> _Set problem 1_
Which subjects does the note at the top of the Virginia Tech article below name as ones the writer will drop or keep writing about, including the book being completed?

> _Extract_
'''

NOTE: Several family members were brutally slaughtered recently, so I will take a break from writing. Their deaths erased my affinity for writing about politics or the economy, thus I'll later limit myself to health and brainpower in addition to completing my book on rapidly overcoming racism and bigotry. BTW, the two men who murdered my father are still on the lam; I am offering up to $100,000 for information leading to their arrest and conviction.

The Massacre at Virginia Tech: What the victims and police should have done

As an inventor and outside-the-box thinker, I know there were three tragedies that day. Everyone knows about one of them: the shooting. What were the others?

  • Something the victims failed to do that could have saved many lives.
  • What the police should have done besides cowering behind trees and cop cars.

Are we living in the Stone Age or the 21st century? Come on, police, get with the program! Furthermore, while I greatly respect the courage of what some victims did in trying to block the shooter's access to their rooms, I am saddened that no one thought of much better ways to neutralize him. In less than ten seconds, I conceived at least four ways to do that. Now five . . . and six . . .

If Bill Gates doesn't want to buy the "it will change the world" hardware/software gizmo that I am now developing (see * below), perhaps he might consider hiring me through his charitable foundation to help students become more intelligent and creative. In this case, a bit of creativity could have saved many lives.

'''

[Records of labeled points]
'''

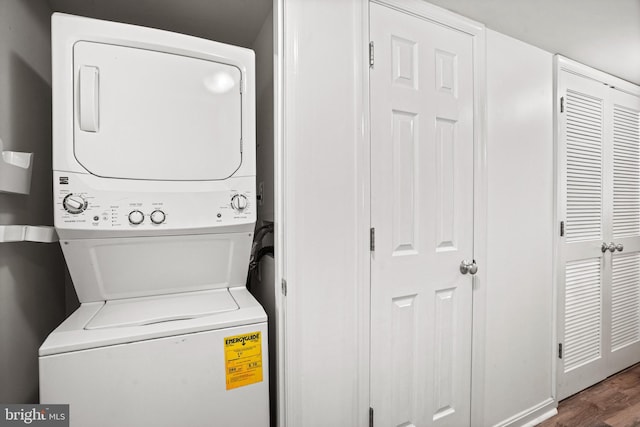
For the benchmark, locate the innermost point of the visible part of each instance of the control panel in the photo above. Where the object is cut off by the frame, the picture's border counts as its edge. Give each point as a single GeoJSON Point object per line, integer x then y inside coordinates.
{"type": "Point", "coordinates": [80, 205]}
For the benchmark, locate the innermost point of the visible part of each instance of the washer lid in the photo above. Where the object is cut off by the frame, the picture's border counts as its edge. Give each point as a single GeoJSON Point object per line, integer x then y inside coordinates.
{"type": "Point", "coordinates": [144, 114]}
{"type": "Point", "coordinates": [165, 308]}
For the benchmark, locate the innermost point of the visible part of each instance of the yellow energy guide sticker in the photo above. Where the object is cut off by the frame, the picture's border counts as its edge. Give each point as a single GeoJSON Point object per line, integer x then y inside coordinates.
{"type": "Point", "coordinates": [243, 359]}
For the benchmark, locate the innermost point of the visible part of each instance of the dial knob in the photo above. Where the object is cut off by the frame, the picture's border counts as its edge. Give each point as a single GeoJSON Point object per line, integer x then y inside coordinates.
{"type": "Point", "coordinates": [74, 203]}
{"type": "Point", "coordinates": [157, 216]}
{"type": "Point", "coordinates": [136, 217]}
{"type": "Point", "coordinates": [239, 202]}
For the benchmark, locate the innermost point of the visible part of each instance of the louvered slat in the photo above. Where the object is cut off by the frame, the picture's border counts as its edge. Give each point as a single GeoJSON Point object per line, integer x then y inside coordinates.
{"type": "Point", "coordinates": [626, 172]}
{"type": "Point", "coordinates": [584, 167]}
{"type": "Point", "coordinates": [583, 313]}
{"type": "Point", "coordinates": [625, 300]}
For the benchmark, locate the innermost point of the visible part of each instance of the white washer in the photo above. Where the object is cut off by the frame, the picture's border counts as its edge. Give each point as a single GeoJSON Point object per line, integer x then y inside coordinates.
{"type": "Point", "coordinates": [154, 194]}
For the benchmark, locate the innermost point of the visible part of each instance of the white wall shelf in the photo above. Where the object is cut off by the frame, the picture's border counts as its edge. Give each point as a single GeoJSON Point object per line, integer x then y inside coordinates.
{"type": "Point", "coordinates": [27, 233]}
{"type": "Point", "coordinates": [15, 171]}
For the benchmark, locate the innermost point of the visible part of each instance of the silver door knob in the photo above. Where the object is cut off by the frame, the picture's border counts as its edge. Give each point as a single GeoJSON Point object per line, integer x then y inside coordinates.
{"type": "Point", "coordinates": [468, 267]}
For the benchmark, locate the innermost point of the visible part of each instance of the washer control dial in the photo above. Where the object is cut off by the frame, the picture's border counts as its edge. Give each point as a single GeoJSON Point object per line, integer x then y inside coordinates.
{"type": "Point", "coordinates": [157, 216]}
{"type": "Point", "coordinates": [74, 203]}
{"type": "Point", "coordinates": [239, 202]}
{"type": "Point", "coordinates": [136, 217]}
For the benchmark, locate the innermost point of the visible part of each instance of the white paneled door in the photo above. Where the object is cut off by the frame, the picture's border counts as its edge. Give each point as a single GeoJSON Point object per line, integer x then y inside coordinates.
{"type": "Point", "coordinates": [422, 212]}
{"type": "Point", "coordinates": [599, 292]}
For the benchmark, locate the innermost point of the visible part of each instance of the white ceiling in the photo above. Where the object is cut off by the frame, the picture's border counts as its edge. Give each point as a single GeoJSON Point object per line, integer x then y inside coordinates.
{"type": "Point", "coordinates": [229, 21]}
{"type": "Point", "coordinates": [604, 34]}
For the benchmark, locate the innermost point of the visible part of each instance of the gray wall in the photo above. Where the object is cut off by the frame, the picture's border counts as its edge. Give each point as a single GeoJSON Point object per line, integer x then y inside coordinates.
{"type": "Point", "coordinates": [31, 274]}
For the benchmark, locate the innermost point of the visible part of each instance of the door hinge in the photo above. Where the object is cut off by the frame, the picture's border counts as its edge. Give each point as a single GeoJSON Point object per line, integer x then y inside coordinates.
{"type": "Point", "coordinates": [371, 57]}
{"type": "Point", "coordinates": [372, 239]}
{"type": "Point", "coordinates": [560, 350]}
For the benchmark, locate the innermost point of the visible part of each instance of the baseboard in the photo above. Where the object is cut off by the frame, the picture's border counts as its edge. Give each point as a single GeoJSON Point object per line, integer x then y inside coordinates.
{"type": "Point", "coordinates": [532, 416]}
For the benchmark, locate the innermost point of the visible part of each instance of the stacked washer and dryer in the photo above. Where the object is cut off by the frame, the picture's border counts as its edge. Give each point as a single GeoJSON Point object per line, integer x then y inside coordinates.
{"type": "Point", "coordinates": [154, 194]}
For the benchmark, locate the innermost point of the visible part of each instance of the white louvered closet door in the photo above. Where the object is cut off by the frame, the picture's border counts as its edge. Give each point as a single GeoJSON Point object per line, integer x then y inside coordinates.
{"type": "Point", "coordinates": [599, 292]}
{"type": "Point", "coordinates": [625, 265]}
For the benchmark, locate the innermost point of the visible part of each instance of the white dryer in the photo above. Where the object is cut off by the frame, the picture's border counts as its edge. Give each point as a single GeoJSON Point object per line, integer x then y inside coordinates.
{"type": "Point", "coordinates": [154, 194]}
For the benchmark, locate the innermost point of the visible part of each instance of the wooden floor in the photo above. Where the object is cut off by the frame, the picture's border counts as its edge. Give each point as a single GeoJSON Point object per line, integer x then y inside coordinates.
{"type": "Point", "coordinates": [615, 402]}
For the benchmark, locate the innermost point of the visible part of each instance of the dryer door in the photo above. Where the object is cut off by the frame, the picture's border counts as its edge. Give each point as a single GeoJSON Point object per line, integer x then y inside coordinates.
{"type": "Point", "coordinates": [143, 114]}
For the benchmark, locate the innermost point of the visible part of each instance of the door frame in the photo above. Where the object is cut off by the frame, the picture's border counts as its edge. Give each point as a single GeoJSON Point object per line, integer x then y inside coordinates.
{"type": "Point", "coordinates": [564, 64]}
{"type": "Point", "coordinates": [476, 30]}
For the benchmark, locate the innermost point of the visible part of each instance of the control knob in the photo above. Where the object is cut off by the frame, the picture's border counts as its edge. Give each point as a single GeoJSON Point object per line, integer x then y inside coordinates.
{"type": "Point", "coordinates": [239, 202]}
{"type": "Point", "coordinates": [74, 203]}
{"type": "Point", "coordinates": [136, 217]}
{"type": "Point", "coordinates": [157, 216]}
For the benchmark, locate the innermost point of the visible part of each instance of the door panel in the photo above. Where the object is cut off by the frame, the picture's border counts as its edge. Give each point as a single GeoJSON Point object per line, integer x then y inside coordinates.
{"type": "Point", "coordinates": [422, 211]}
{"type": "Point", "coordinates": [583, 184]}
{"type": "Point", "coordinates": [599, 155]}
{"type": "Point", "coordinates": [625, 284]}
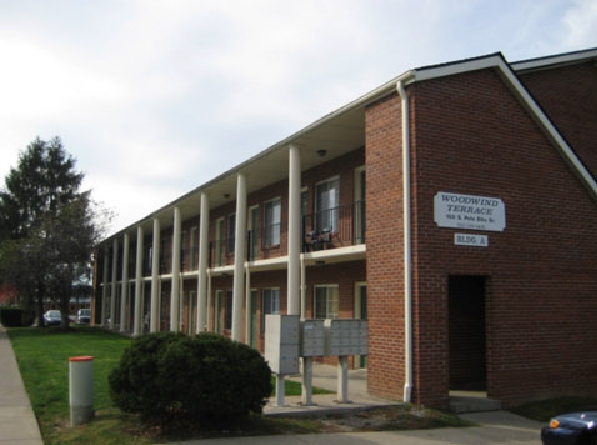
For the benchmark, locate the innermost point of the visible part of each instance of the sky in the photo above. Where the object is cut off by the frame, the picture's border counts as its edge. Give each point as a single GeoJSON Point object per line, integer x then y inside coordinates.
{"type": "Point", "coordinates": [156, 97]}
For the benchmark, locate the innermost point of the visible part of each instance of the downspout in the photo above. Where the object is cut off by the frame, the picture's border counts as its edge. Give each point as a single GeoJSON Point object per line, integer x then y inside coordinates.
{"type": "Point", "coordinates": [407, 238]}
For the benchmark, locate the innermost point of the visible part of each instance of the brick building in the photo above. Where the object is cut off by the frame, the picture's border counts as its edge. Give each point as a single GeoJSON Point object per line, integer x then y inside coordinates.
{"type": "Point", "coordinates": [488, 283]}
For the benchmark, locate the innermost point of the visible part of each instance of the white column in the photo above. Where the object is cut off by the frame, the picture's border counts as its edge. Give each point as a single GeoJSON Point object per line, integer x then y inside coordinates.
{"type": "Point", "coordinates": [247, 304]}
{"type": "Point", "coordinates": [113, 289]}
{"type": "Point", "coordinates": [202, 313]}
{"type": "Point", "coordinates": [154, 323]}
{"type": "Point", "coordinates": [124, 283]}
{"type": "Point", "coordinates": [303, 289]}
{"type": "Point", "coordinates": [239, 256]}
{"type": "Point", "coordinates": [294, 233]}
{"type": "Point", "coordinates": [175, 287]}
{"type": "Point", "coordinates": [208, 310]}
{"type": "Point", "coordinates": [105, 288]}
{"type": "Point", "coordinates": [138, 326]}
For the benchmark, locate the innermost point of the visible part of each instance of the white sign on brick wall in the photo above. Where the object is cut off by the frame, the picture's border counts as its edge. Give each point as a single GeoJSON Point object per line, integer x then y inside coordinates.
{"type": "Point", "coordinates": [469, 212]}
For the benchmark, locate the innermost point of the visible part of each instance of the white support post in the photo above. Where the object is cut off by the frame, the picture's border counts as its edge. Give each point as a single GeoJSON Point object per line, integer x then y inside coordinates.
{"type": "Point", "coordinates": [138, 325]}
{"type": "Point", "coordinates": [175, 285]}
{"type": "Point", "coordinates": [239, 256]}
{"type": "Point", "coordinates": [307, 381]}
{"type": "Point", "coordinates": [342, 380]}
{"type": "Point", "coordinates": [202, 313]}
{"type": "Point", "coordinates": [154, 321]}
{"type": "Point", "coordinates": [124, 283]}
{"type": "Point", "coordinates": [104, 289]}
{"type": "Point", "coordinates": [294, 232]}
{"type": "Point", "coordinates": [113, 288]}
{"type": "Point", "coordinates": [247, 304]}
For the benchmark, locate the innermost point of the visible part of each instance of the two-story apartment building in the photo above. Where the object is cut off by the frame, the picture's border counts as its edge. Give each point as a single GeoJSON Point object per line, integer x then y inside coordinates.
{"type": "Point", "coordinates": [453, 207]}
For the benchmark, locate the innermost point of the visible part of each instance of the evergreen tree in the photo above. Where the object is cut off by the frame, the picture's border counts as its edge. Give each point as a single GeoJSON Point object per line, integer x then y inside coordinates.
{"type": "Point", "coordinates": [47, 225]}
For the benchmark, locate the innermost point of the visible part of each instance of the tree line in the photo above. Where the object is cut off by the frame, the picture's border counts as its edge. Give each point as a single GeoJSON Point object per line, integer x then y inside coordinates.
{"type": "Point", "coordinates": [48, 227]}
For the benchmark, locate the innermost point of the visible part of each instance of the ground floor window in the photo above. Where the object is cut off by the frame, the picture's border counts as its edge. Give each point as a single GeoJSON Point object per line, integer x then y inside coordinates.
{"type": "Point", "coordinates": [228, 311]}
{"type": "Point", "coordinates": [271, 304]}
{"type": "Point", "coordinates": [327, 301]}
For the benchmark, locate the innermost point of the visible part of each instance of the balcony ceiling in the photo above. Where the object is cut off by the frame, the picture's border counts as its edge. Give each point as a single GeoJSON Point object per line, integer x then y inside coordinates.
{"type": "Point", "coordinates": [337, 134]}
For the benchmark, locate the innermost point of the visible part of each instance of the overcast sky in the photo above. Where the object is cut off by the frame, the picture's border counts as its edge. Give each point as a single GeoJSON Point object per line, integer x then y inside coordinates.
{"type": "Point", "coordinates": [156, 97]}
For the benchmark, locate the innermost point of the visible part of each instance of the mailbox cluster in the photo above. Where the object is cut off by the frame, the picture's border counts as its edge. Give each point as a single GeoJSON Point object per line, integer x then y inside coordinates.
{"type": "Point", "coordinates": [287, 338]}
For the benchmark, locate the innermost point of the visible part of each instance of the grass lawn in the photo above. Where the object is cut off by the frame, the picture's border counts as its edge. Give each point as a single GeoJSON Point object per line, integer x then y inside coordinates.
{"type": "Point", "coordinates": [43, 358]}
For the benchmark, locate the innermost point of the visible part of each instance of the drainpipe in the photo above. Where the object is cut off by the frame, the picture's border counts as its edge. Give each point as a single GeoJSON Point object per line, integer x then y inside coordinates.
{"type": "Point", "coordinates": [407, 239]}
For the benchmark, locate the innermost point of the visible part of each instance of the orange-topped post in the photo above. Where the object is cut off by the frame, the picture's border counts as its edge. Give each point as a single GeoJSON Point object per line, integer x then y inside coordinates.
{"type": "Point", "coordinates": [81, 389]}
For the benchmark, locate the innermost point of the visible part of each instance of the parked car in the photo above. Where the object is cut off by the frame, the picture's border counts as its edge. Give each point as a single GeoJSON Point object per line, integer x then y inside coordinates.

'''

> _Set problem 2_
How many lines of the records contain the string "building", matching case exactly? Reply with the number only.

> _Correct output 1_
- Politics (to be dropped)
- The economy (to be dropped)
- Health
- Brainpower
- Rapidly overcoming racism and bigotry (the book)

> _Correct output 2_
2